(Description of the task): Copy out word for word the lines below, from the line with "Give the mask of every instance of the small" to the line with "235), (13, 237)]", both included.

• • • • • • •

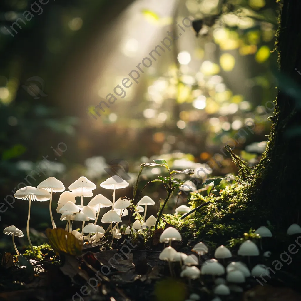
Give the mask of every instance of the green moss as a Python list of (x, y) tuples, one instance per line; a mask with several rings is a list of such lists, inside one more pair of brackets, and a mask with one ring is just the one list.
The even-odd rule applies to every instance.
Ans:
[[(265, 213), (259, 211), (255, 203), (248, 199), (247, 185), (236, 183), (227, 186), (216, 197), (191, 194), (191, 203), (195, 207), (204, 202), (211, 203), (203, 207), (190, 218), (182, 220), (170, 215), (166, 221), (177, 228), (184, 239), (211, 242), (214, 245), (225, 244), (235, 238), (244, 237), (250, 228), (261, 225), (262, 217)], [(233, 245), (235, 244), (229, 243)]]
[(45, 256), (50, 255), (50, 254), (54, 256), (51, 246), (46, 243), (40, 246), (34, 246), (33, 250), (34, 252), (33, 252), (31, 250), (26, 250), (22, 255), (26, 258), (38, 260), (43, 260)]

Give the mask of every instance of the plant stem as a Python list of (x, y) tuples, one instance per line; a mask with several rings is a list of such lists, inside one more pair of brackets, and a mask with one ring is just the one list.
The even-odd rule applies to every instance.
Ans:
[(28, 217), (27, 218), (27, 225), (26, 225), (26, 233), (27, 233), (27, 238), (28, 240), (28, 242), (30, 245), (30, 247), (31, 248), (31, 250), (33, 253), (34, 253), (33, 251), (33, 244), (31, 243), (31, 241), (30, 240), (30, 237), (29, 236), (29, 220), (30, 218), (30, 204), (31, 203), (31, 197), (30, 197), (29, 199), (29, 204), (28, 205)]
[(143, 221), (145, 221), (145, 216), (146, 216), (146, 209), (147, 207), (147, 205), (145, 205), (145, 209), (144, 210), (144, 216), (143, 216)]
[(50, 213), (50, 219), (51, 220), (51, 223), (52, 225), (52, 228), (53, 229), (56, 228), (56, 225), (54, 222), (54, 221), (53, 220), (53, 217), (52, 216), (52, 212), (51, 210), (51, 202), (52, 200), (52, 188), (51, 188), (51, 190), (50, 191), (50, 200), (49, 202), (49, 212)]
[(98, 219), (98, 217), (99, 216), (99, 211), (100, 211), (100, 204), (98, 204), (98, 212), (97, 213), (97, 216), (96, 217), (96, 219), (94, 222), (94, 225), (96, 225), (96, 223), (97, 222), (97, 220)]
[(163, 209), (164, 209), (164, 207), (165, 206), (165, 205), (166, 205), (166, 203), (167, 202), (167, 201), (169, 199), (169, 197), (170, 196), (170, 195), (172, 194), (172, 191), (171, 190), (169, 190), (168, 191), (168, 194), (167, 194), (167, 197), (166, 198), (166, 199), (164, 201), (164, 203), (163, 204), (163, 206), (161, 207), (161, 209), (160, 209), (160, 211), (159, 211), (159, 213), (158, 214), (158, 218), (157, 219), (157, 220), (156, 222), (156, 225), (155, 226), (155, 231), (157, 230), (157, 228), (158, 228), (158, 224), (159, 222), (159, 221), (160, 220), (160, 219), (162, 216), (162, 213), (163, 212)]
[(19, 251), (17, 249), (17, 247), (16, 246), (16, 245), (15, 244), (15, 239), (14, 239), (14, 236), (15, 234), (14, 233), (13, 233), (13, 244), (14, 245), (14, 247), (15, 248), (15, 250), (16, 250), (16, 252), (17, 253), (17, 255), (18, 256), (20, 255), (20, 253), (19, 253)]

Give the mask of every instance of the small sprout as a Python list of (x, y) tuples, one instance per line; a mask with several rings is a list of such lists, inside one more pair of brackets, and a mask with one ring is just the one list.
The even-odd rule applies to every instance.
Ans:
[(13, 244), (14, 245), (14, 247), (15, 248), (16, 250), (16, 253), (17, 253), (17, 255), (18, 256), (20, 255), (16, 246), (15, 244), (14, 237), (17, 236), (17, 237), (23, 237), (23, 232), (20, 229), (16, 228), (14, 226), (9, 226), (7, 227), (3, 231), (3, 233), (7, 235), (11, 235), (13, 237)]

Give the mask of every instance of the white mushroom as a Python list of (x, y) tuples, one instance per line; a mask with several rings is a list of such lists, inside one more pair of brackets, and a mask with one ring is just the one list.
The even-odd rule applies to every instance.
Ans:
[(80, 205), (82, 206), (82, 197), (92, 197), (93, 195), (92, 191), (96, 189), (96, 185), (85, 177), (80, 177), (69, 186), (68, 189), (77, 194), (75, 196), (80, 197)]
[(145, 220), (145, 216), (146, 216), (146, 210), (147, 205), (151, 205), (153, 206), (156, 205), (156, 203), (149, 197), (145, 195), (137, 203), (137, 205), (139, 206), (145, 206), (145, 209), (144, 210), (144, 216), (143, 216), (143, 221)]
[(180, 232), (175, 228), (170, 227), (167, 228), (162, 232), (160, 237), (160, 243), (168, 243), (170, 246), (172, 240), (182, 240), (182, 237)]
[(19, 251), (18, 251), (15, 244), (14, 237), (15, 236), (17, 237), (23, 237), (23, 232), (14, 226), (9, 226), (3, 230), (3, 233), (5, 234), (12, 236), (13, 237), (13, 244), (14, 245), (14, 247), (15, 248), (17, 255), (18, 256), (19, 256), (20, 253), (19, 253)]
[(293, 224), (288, 227), (287, 233), (288, 235), (299, 234), (301, 233), (301, 227), (297, 224)]
[(220, 246), (215, 250), (214, 257), (219, 259), (229, 258), (232, 257), (230, 250), (224, 246)]
[(44, 202), (50, 199), (50, 194), (47, 190), (37, 188), (32, 186), (26, 186), (20, 188), (17, 190), (14, 195), (15, 197), (21, 200), (25, 200), (29, 201), (28, 204), (28, 216), (27, 219), (27, 224), (26, 225), (26, 233), (28, 239), (28, 242), (30, 245), (31, 250), (33, 252), (33, 247), (30, 240), (29, 236), (29, 220), (30, 217), (30, 205), (32, 201), (39, 201)]
[(94, 224), (96, 225), (99, 216), (100, 209), (105, 207), (110, 207), (112, 205), (112, 202), (102, 194), (97, 194), (93, 198), (89, 203), (88, 206), (90, 207), (93, 207), (97, 213), (97, 216), (96, 217)]
[(225, 296), (230, 294), (230, 289), (224, 284), (220, 284), (214, 288), (213, 292), (216, 295)]
[(113, 190), (113, 202), (112, 207), (112, 210), (113, 210), (114, 209), (114, 205), (115, 202), (115, 191), (116, 189), (125, 188), (129, 186), (129, 183), (119, 176), (113, 175), (113, 177), (109, 178), (100, 184), (99, 186), (105, 189)]

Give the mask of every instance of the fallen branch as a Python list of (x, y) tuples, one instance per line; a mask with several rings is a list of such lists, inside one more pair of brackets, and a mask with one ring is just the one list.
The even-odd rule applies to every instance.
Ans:
[(206, 206), (206, 205), (208, 205), (208, 204), (210, 204), (211, 203), (211, 202), (206, 202), (206, 203), (203, 203), (201, 205), (200, 205), (199, 206), (198, 206), (197, 207), (196, 207), (195, 208), (194, 208), (191, 211), (190, 211), (189, 212), (187, 212), (187, 213), (185, 213), (184, 215), (182, 216), (181, 217), (181, 219), (185, 219), (186, 216), (188, 216), (189, 214), (191, 214), (192, 213), (193, 213), (195, 211), (196, 211), (197, 210), (198, 210), (199, 209), (200, 209), (203, 207), (204, 207), (204, 206)]

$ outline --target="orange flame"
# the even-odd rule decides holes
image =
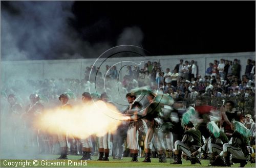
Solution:
[[[92,134],[103,136],[108,131],[114,133],[123,120],[129,119],[112,104],[98,101],[69,110],[47,110],[34,124],[36,127],[50,133],[68,133],[84,138]]]

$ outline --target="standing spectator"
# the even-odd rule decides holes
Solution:
[[[135,79],[137,79],[140,75],[140,70],[139,67],[137,66],[134,66],[134,70],[133,71],[133,78]]]
[[[172,79],[170,76],[172,76],[172,72],[170,72],[170,69],[166,69],[166,73],[164,74],[164,77],[165,78],[165,81],[166,83],[170,82]]]
[[[172,85],[174,87],[177,87],[177,82],[178,77],[179,76],[179,73],[178,73],[177,70],[176,69],[174,70],[174,73],[172,74],[171,78],[172,78]]]
[[[194,60],[191,61],[191,78],[196,78],[197,75],[197,66],[195,64]]]
[[[214,89],[214,86],[210,84],[210,82],[207,81],[206,82],[207,87],[205,88],[205,92],[209,92],[210,90]]]
[[[248,77],[250,79],[252,80],[253,79],[253,75],[255,75],[255,61],[252,61],[251,64],[252,64],[252,68],[251,68],[250,76]]]
[[[152,73],[152,70],[153,69],[153,66],[151,65],[151,62],[150,61],[147,62],[147,70],[150,72],[150,73]]]
[[[196,87],[192,87],[192,91],[190,93],[190,98],[191,99],[195,99],[198,95],[198,93],[196,91]]]
[[[190,92],[188,90],[186,90],[185,91],[185,95],[184,95],[184,98],[187,99],[190,97]]]
[[[182,67],[182,71],[185,80],[188,79],[188,61],[185,61],[185,65]]]
[[[250,130],[254,126],[254,122],[251,120],[251,115],[246,115],[245,116],[246,122],[244,124],[244,126],[247,128],[248,129]]]
[[[207,68],[206,71],[205,71],[205,75],[210,76],[211,75],[211,72],[212,71],[212,63],[209,63],[209,67]]]
[[[232,74],[232,68],[233,67],[233,64],[232,63],[231,61],[228,61],[228,65],[229,65],[229,67],[228,67],[227,74]]]
[[[224,63],[224,60],[223,59],[221,59],[221,62],[220,63],[220,64],[219,64],[217,69],[219,71],[219,73],[220,74],[221,78],[222,78],[222,79],[224,79],[224,67],[225,67],[225,64]]]
[[[224,78],[223,80],[226,80],[227,78],[227,76],[228,73],[228,68],[229,68],[229,64],[228,64],[228,60],[225,60],[225,66],[224,66]]]
[[[129,77],[133,76],[133,71],[132,71],[132,67],[130,66],[127,66],[127,70],[125,75]]]
[[[148,65],[147,65],[147,63],[145,63],[145,66],[144,67],[144,71],[148,70]]]
[[[111,68],[111,77],[112,79],[116,79],[117,78],[117,70],[115,66],[113,66]]]
[[[238,59],[234,60],[234,65],[232,67],[232,74],[240,78],[241,65],[238,64]]]
[[[211,71],[211,76],[216,76],[218,74],[218,61],[214,60],[214,65],[212,66],[212,71]]]
[[[174,68],[177,72],[179,73],[179,77],[183,77],[183,72],[182,71],[182,68],[183,67],[183,60],[180,60],[180,64],[177,64]]]
[[[248,59],[247,60],[247,65],[245,67],[245,75],[246,75],[248,77],[250,77],[251,72],[251,69],[252,68],[253,66],[252,65],[252,64],[251,64],[251,60]]]

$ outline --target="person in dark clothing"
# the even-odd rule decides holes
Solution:
[[[251,64],[251,60],[248,59],[247,60],[247,65],[245,67],[245,75],[247,76],[248,77],[250,77],[250,73],[251,71],[251,69],[253,66]]]
[[[181,152],[189,157],[191,164],[195,164],[198,161],[196,158],[191,155],[191,153],[198,150],[201,147],[201,134],[199,130],[195,128],[193,123],[189,122],[184,125],[186,131],[182,141],[177,141],[175,143],[175,161],[173,164],[182,164]]]

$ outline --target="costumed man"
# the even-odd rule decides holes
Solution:
[[[108,97],[105,92],[100,95],[100,100],[105,103],[108,102]],[[98,160],[109,161],[111,136],[110,131],[108,131],[104,136],[99,137],[99,156]]]
[[[7,98],[8,102],[10,103],[10,107],[8,111],[8,119],[11,123],[8,126],[9,128],[10,129],[10,133],[11,134],[11,138],[13,140],[12,142],[13,144],[11,145],[16,145],[16,133],[17,131],[17,129],[19,128],[20,126],[20,117],[22,114],[22,107],[20,104],[17,102],[17,98],[16,96],[13,94],[10,94],[8,96]]]
[[[245,116],[245,119],[246,120],[245,123],[244,124],[244,126],[250,130],[254,126],[254,122],[251,120],[251,115],[246,115]]]
[[[173,104],[173,109],[170,113],[171,123],[172,128],[167,135],[166,141],[167,143],[168,152],[170,152],[170,157],[173,155],[173,150],[174,149],[174,143],[176,141],[182,139],[182,135],[184,134],[184,129],[181,126],[181,118],[182,114],[185,113],[184,103],[186,103],[184,98],[178,98],[175,99]],[[165,111],[166,109],[164,110]]]
[[[33,121],[42,113],[44,106],[39,102],[38,95],[32,94],[29,96],[30,104],[26,108],[26,112],[22,118],[26,119],[26,127],[31,130],[28,135],[28,144],[33,148],[38,148],[37,138],[39,138],[39,131],[33,126]]]
[[[252,149],[249,147],[249,137],[251,133],[243,124],[234,120],[231,121],[230,126],[234,132],[229,142],[223,145],[223,151],[219,155],[223,156],[225,166],[230,166],[231,154],[232,162],[240,163],[240,167],[244,167],[247,163],[248,157],[253,152]]]
[[[84,105],[90,105],[91,104],[92,98],[91,96],[91,94],[88,92],[84,92],[82,94],[82,100]],[[91,156],[93,151],[93,143],[91,136],[89,136],[86,139],[82,138],[80,141],[82,144],[83,155],[80,160],[92,160]]]
[[[140,117],[138,114],[141,109],[141,104],[136,101],[136,96],[131,93],[126,95],[129,106],[125,110],[124,114],[130,117],[130,121],[127,131],[127,145],[129,148],[130,154],[132,157],[131,161],[138,162],[138,153],[139,152],[139,118]]]
[[[186,131],[182,141],[181,142],[177,141],[174,144],[175,161],[171,164],[182,164],[181,152],[183,152],[184,155],[190,158],[191,164],[195,164],[198,162],[201,164],[198,159],[196,157],[193,157],[191,154],[191,153],[201,147],[201,132],[195,128],[193,123],[190,121],[183,124]]]
[[[221,107],[222,115],[222,121],[220,125],[224,128],[225,133],[229,139],[231,137],[233,131],[231,129],[231,121],[234,119],[240,121],[241,112],[238,111],[234,108],[234,103],[231,100],[228,100],[226,102],[225,107]]]
[[[152,141],[154,135],[155,138],[158,135],[157,124],[154,119],[158,117],[161,109],[160,103],[154,101],[155,94],[154,93],[150,93],[147,98],[150,102],[150,105],[144,109],[142,114],[142,116],[144,116],[143,119],[146,122],[147,127],[147,130],[144,142],[146,157],[143,162],[151,162],[150,156],[151,149],[152,149]],[[160,149],[160,148],[158,148],[159,150]],[[159,154],[160,155],[159,157],[159,159],[160,159],[161,157],[163,156],[163,151],[159,151],[159,152],[160,152]]]
[[[208,123],[207,128],[210,133],[210,139],[198,150],[193,152],[192,156],[196,156],[202,152],[208,153],[210,155],[210,164],[208,165],[223,166],[223,160],[217,156],[222,151],[223,144],[228,143],[228,138],[214,121]]]
[[[60,107],[62,110],[70,110],[72,109],[72,106],[68,103],[69,97],[66,94],[62,94],[59,97],[59,100],[60,101],[61,105]],[[68,143],[67,142],[67,133],[58,133],[58,139],[60,146],[60,156],[58,158],[58,159],[68,159]],[[71,148],[72,146],[71,146]]]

• • • • • • •

(Worked answer):
Give the mask of every instance of the small sprout as a Python list of (x, y) tuples, one instance per line; a mask with several rings is a list of such lists, inside one more pair of brackets, and a mask with one ring is just the one list.
The even-odd rule applies to every instance.
Ans:
[(13, 244), (14, 245), (14, 247), (15, 248), (16, 250), (16, 253), (17, 253), (17, 255), (18, 256), (20, 255), (16, 246), (15, 244), (14, 237), (17, 236), (17, 237), (23, 237), (23, 232), (20, 229), (16, 228), (14, 226), (9, 226), (7, 227), (3, 231), (3, 233), (7, 235), (11, 235), (13, 237)]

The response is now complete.